Bagi
yang berminat membeli bukunya hubungi :
HP : 081278859095
Email : yy.ekorusyono@yahoo.com
|
Judul Buku :
Mengenal Budaya Enggano
Penulis :
YY. EKORUSYONO
Cetakan pertama : 2006
Cetakan kedua :
2013
Cetakan ketiga :
2015
Halaman :
x +190 ; 14 x 21 cm
ISBN :
978-602-7636-38-5
Penerbit :
Buku Litera, Yogyakarta
Ringkasan
Buku
1.Pendahuluan
Enggano
adalah sebuah kepulauan terpencil menyimpan keunikan budaya tersendiri dan
cenderung tak tersentuh oleh derasnya gelombang budaya globalisasi. Letaknya di samudera Indonesia sebelah barat
pulau Sumatera pada 102’05 derajat sampai dengan 102’25 derajat Bujur Timur dan
5’17 derajat sampai dengan 5’31 derajat Lintang Selatan; dengan luas wilayah
680 Km bujur sangkar; panjang 40 km dan lebar 17 km. Pulau ini dihuni oleh 2406 jiwa dari 619 KK,
tingkat kepadatan penduduk 3,81 km/jiwa. Iklim tropis basah, dengan curah hujan
rata-rata 3.800mm/per tahun, kelembaban udara 83% sampai 88%. Keadaan tanahnya subur dan sebagian berbatu
karang tidak bergunung, mengalir beberapa sungai besar dan kecil yang airnya
bersih. Keadaan alamnya sebagian besar terdiri dari kawasan hutan yang mencapai
33.120 Ha sedangkan tanah yang dihuni dan dimanfaatkan kurang lebih 7.050 Ha.
Pulau Enggano termasuk wilayah pemerintahan
Kabupaten Bengkulu Utara Propinsi Bengkulu.

※ ※ ※

**INSTRUKSI TUGAS A**
Ringkaslah teks tentang Pulau Enggano dalam dua kalimat.
Teks tentang Pulau Enggano tidak berkaitan dengan daftar yang menyusul.

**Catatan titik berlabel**
※ ※ ※

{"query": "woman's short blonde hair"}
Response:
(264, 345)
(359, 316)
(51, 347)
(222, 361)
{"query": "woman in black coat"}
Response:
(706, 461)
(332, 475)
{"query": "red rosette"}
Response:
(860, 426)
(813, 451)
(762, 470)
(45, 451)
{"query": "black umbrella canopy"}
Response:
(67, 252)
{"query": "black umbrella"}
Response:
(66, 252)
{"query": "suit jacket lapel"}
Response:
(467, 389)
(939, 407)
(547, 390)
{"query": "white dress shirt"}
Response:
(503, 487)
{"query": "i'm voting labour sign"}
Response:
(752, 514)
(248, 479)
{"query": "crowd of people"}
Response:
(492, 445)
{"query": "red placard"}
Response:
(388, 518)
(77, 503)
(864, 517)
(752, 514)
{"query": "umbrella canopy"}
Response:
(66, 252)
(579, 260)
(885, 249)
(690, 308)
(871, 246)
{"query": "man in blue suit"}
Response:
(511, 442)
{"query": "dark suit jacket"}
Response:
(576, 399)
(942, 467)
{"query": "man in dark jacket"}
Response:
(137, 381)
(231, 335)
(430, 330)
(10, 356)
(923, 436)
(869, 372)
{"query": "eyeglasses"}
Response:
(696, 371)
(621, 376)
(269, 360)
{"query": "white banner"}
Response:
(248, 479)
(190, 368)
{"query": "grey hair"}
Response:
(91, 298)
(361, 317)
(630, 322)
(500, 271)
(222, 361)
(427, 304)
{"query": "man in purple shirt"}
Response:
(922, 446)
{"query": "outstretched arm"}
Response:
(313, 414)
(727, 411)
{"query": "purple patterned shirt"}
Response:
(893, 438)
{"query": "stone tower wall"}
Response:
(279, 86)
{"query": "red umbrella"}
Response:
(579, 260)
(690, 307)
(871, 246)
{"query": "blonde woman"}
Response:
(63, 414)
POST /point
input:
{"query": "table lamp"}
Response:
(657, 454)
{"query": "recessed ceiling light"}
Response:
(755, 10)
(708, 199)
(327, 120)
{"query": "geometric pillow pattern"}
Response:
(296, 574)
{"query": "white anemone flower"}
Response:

※ ※ ※

**INSTRUKSI TUGAS B**
Tolong tampilkan setiap baris daftar yang memuat kata "white". Huruf besar dan kecil dibedakan.

**JAWABAN TERTULIS A**
Enggano adalah kepulauan terpencil di Samudera Indonesia sebelah barat Pulau Sumatera yang menyimpan keunikan budaya tersendiri dan cenderung tak tersentuh gelombang budaya globalisasi. Pulau seluas 680 km persegi ini dihuni 2406 jiwa dari 619 KK, beriklim tropis basah, sebagian besar alamnya berupa kawasan hutan, dan termasuk wilayah Kabupaten Bengkulu Utara, Propinsi Bengkulu.

**JAWABAN TERTULIS B**
{"query": "white dress shirt"}
{"query": "white banner"}
{"query": "white anemone flower"}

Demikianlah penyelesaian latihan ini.